PROMPT =>
Return the full set of entries precisely. Do not carry over any pictures.
━━━━━ INPUT DATA
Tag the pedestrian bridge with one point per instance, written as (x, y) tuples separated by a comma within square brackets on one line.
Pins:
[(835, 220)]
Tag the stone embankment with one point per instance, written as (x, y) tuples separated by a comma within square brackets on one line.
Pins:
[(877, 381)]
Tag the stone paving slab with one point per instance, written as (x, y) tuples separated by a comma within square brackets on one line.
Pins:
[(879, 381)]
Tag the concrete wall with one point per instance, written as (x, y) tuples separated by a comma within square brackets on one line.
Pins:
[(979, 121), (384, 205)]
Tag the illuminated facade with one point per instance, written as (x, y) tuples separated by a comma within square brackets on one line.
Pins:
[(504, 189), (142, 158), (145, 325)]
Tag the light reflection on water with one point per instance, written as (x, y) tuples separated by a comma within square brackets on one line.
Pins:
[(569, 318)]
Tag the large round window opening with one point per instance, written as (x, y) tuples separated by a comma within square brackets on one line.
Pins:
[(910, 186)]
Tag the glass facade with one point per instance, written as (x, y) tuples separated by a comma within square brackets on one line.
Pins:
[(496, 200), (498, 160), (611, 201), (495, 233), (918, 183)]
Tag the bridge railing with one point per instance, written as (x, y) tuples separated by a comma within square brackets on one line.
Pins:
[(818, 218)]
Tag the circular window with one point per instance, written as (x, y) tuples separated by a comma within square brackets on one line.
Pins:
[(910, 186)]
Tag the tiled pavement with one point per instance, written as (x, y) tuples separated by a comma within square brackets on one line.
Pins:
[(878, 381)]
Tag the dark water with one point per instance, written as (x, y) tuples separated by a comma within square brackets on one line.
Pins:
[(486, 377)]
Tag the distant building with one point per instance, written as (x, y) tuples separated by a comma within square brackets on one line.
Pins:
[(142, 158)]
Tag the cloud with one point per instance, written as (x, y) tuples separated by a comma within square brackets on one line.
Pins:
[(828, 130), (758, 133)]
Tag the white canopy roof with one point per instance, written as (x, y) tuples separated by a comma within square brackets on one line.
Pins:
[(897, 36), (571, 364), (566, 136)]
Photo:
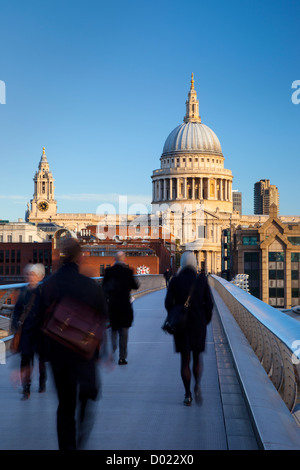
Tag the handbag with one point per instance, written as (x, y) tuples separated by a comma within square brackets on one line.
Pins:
[(77, 326), (176, 318), (15, 342)]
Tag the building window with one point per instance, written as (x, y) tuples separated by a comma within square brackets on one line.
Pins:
[(295, 278), (253, 240), (251, 267), (276, 279), (294, 240)]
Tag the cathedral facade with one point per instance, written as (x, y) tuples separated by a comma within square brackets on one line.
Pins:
[(192, 189)]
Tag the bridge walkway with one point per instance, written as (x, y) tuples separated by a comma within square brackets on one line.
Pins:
[(141, 407)]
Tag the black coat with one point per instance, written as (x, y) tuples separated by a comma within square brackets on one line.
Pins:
[(192, 337), (117, 283), (30, 338), (67, 281)]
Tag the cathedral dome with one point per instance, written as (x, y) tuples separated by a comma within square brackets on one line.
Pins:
[(192, 137)]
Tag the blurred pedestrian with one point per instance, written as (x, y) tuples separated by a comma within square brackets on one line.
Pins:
[(190, 339), (75, 376), (167, 276), (117, 283), (25, 317)]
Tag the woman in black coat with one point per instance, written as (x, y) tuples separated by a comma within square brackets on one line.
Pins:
[(31, 340), (191, 338)]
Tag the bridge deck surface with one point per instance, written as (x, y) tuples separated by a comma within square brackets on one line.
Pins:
[(141, 407)]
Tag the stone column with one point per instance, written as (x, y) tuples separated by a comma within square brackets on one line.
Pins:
[(185, 188), (165, 189)]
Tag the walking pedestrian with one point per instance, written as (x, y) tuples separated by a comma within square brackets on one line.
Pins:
[(167, 276), (25, 317), (117, 283), (190, 339), (72, 373)]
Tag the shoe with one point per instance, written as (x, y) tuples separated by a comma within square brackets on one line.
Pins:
[(187, 400), (198, 395), (122, 362)]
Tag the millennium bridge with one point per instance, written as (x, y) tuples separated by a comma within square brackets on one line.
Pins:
[(250, 383)]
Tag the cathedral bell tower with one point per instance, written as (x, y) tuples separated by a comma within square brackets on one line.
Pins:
[(43, 204)]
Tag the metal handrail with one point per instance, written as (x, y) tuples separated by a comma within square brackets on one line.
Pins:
[(273, 335)]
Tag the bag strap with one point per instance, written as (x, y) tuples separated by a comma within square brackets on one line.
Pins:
[(27, 309), (187, 302)]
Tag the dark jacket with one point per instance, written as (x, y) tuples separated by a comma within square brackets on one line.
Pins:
[(67, 281), (117, 283), (28, 301), (192, 337)]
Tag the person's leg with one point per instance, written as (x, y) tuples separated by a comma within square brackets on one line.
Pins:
[(123, 342), (186, 377), (197, 372), (114, 341), (65, 374), (25, 370), (43, 375), (89, 387)]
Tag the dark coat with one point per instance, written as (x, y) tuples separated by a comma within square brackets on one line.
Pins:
[(117, 283), (67, 281), (30, 338), (192, 337)]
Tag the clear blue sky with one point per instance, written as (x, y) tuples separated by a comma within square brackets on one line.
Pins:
[(101, 84)]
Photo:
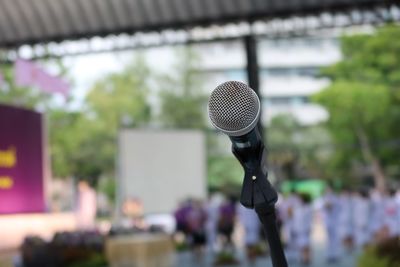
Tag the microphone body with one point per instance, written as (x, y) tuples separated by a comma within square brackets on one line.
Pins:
[(234, 109)]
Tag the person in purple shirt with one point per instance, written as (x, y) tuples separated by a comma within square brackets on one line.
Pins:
[(226, 223)]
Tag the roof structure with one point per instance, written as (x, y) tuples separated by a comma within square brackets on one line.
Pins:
[(44, 21)]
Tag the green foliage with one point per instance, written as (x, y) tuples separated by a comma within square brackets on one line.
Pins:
[(224, 170), (83, 144), (181, 96), (364, 102), (297, 151)]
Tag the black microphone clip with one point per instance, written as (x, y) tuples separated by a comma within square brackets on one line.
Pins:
[(256, 189)]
━━━━━━━━━━
RESPONSE TO THE EXERCISE =>
Tag the pedestrian bridge with one point per instance, written as (x, y) tuples separated by a comma within square brackets on one line.
Pins:
[(835, 220)]
Tag the stone embankment with one point per instance, written as (x, y) tuples separated by a comma within square brackets on one line.
Pins:
[(877, 381)]
Tag the stone paving slab with one point per instance, written as (x, y) tuples separated by a comma within square brackets on one line.
Pins:
[(879, 381)]
Tag the concrete wall with one point per instance, written as (x, y) tuples separated by a comma within square brackets on one line.
Pins:
[(979, 121), (384, 205)]
Tag the illuminated facade with one point per instance, written as (x, y) tuples separated by a comma within square brackets on one line.
Pins:
[(504, 189), (142, 158), (145, 325)]
Tag the light reflection on water with one point per instance, written as (x, y) tuples separated by a comma within square brackets on one line.
Pins:
[(569, 318)]
Tag the large round window opening with one point per instance, written as (x, y) tuples separated by a comma within square brackets on one line.
Pins:
[(910, 186)]
Tag the glass facade with one point per instance, written as (x, y) tuples separated by a comma within square brackets on one line.
Pins:
[(496, 200), (498, 160), (611, 201), (495, 233), (918, 183)]
Tag the bridge railing with one point per instance, written as (x, y) tuples separated by a comma within square brackets on one line.
Pins:
[(818, 218)]
Tag the circular window with one point per instance, written as (x, y) tuples separated by a comma within square brackets on one line.
Pins:
[(910, 186)]
Tag the tiled pavement with one point per instance, written as (x, y) tuples separated by a comma within square brackets on one line.
Pins:
[(878, 381)]
Tag the dark water with one point per instance, written as (x, y) tuples separated by a comma within square brackets on one line.
Pins:
[(486, 377)]
Tag the distant building with one point per instance, written as (x, y) tuples separated by a comma within square brackets on one line.
Pins:
[(142, 158)]
Tag the cloud with one point per instance, written as (x, y) tuples separated by a comma within square brackets on one line.
Pins:
[(828, 130), (758, 133)]
Tag the white canopy roof with one point per instance, written as (x, y) tuples separated by a comma within square brackets on one line.
Pins:
[(897, 36), (571, 364), (566, 136)]
Photo:
Tag the handbag with one point per instance, written as (x, y) tuples separated by a comma within square brackets on one line.
Pins:
[(77, 326), (176, 318), (15, 342)]
Tag the building window with one point per instance, written as (x, y) tuples separated by a comma within square brackets on one line.
Pins:
[(295, 278), (253, 240), (251, 267), (276, 279), (294, 240)]
Tag the cathedral facade with one point per instance, written as (x, y) tuples separated by a comma within square brackets on one line.
Pins:
[(192, 189)]
Tag the bridge walkway with one point per instance, written as (x, y) tuples separated by a comma within square brackets on one line.
Pins:
[(141, 407)]
Tag the black coat with one point per instance, written as (x, y) tuples separated by a comma within square brackets on one line.
Pins:
[(192, 337), (117, 283), (30, 338), (67, 281)]
Tag the cathedral dome with one point per instance, written as (x, y) tuples separated by a comma within square brackets on one line.
Pins:
[(192, 137)]
Tag the blurred pedestrian with one point per instance, written as (x, y) tuples separated by a comma within square brackets on one line.
Pins:
[(190, 339), (75, 376), (167, 276), (117, 283), (25, 317)]
Tag the woman in black coat with one point per instance, written as (x, y) tuples separated by a comma within square brackets on one line.
Pins:
[(31, 340), (191, 338)]
Tag the bridge deck surface with one point per instance, written as (x, y) tuples separated by a comma within square brackets on one line.
Pins:
[(141, 407)]
Tag the stone column with one point per instance, written as (x, y) tuples separated by a comma within square brackets on one line.
Pins:
[(185, 188), (165, 189)]
Tag the walking pedestrian with one point per instance, written as (x, y) tuples separated by a comma within square brackets on one line.
Pins:
[(167, 276), (25, 317), (117, 283), (190, 339), (72, 373)]
Tag the shoe with one point per instance, written as (x, y) tuples separated by a comma within square brackets on one line.
Pins:
[(187, 400), (198, 395), (122, 362)]
Tag the millennium bridge with one point per instance, written as (x, y) tuples separated by a comma within square brackets on one line.
Pins:
[(250, 383)]
Tag the cathedral bell tower with one point per instance, written as (x, y) tuples separated by a comma within square brackets on one line.
Pins:
[(43, 204)]
Tag the metal handrail with one point per instance, written as (x, y) tuples separated by a comma within square brackets on one line.
Pins:
[(273, 335)]
Tag the bag strap with one point per instance, written as (x, y) tuples separated by a comma within square brackets on one line.
Pins:
[(27, 309), (187, 302)]
Tag the dark jacket with one point per instance, written as (x, y) tuples separated by a comma within square brackets on one line.
Pins:
[(67, 281), (117, 283), (28, 301), (192, 337)]
Tag the person's leg with one point per instance, written as (x, y) tuples separated by a comma within square brackets on one line.
Pins:
[(123, 342), (186, 377), (197, 372), (114, 341), (65, 374), (25, 370), (43, 375), (89, 387)]
Tag the dark coat with one point per instance, written as (x, y) tuples separated by a comma within square brackets on one line.
Pins:
[(117, 283), (67, 281), (30, 338), (192, 337)]
Tag the clear blue sky with one point per instance, written as (x, y) tuples separated by a comma within square brackets on one line.
Pins:
[(101, 84)]
Photo:
Tag the microphone body with one point per instance, written as (x, y) tuples separated by a comma within square brackets on one line.
Pins:
[(234, 109)]
Tag the person in purple shirt with one point per instance, written as (x, y) tuples separated by a comma within square brackets on one line.
Pins:
[(226, 223)]
Tag the roof structure with one point per instance, written as (x, y) tuples separated by a comma within square brackets on one line.
Pins:
[(44, 21)]
Tag the green foliage with one point per instance, written as (x, y) tuples separated by a comma within square brackets on one line.
Pins:
[(224, 170), (83, 144), (181, 96), (364, 102), (297, 151)]
Tag the black microphone clip with one point per instance, written as (x, y) tuples separated by a comma within square brackets on one line.
Pins:
[(256, 189)]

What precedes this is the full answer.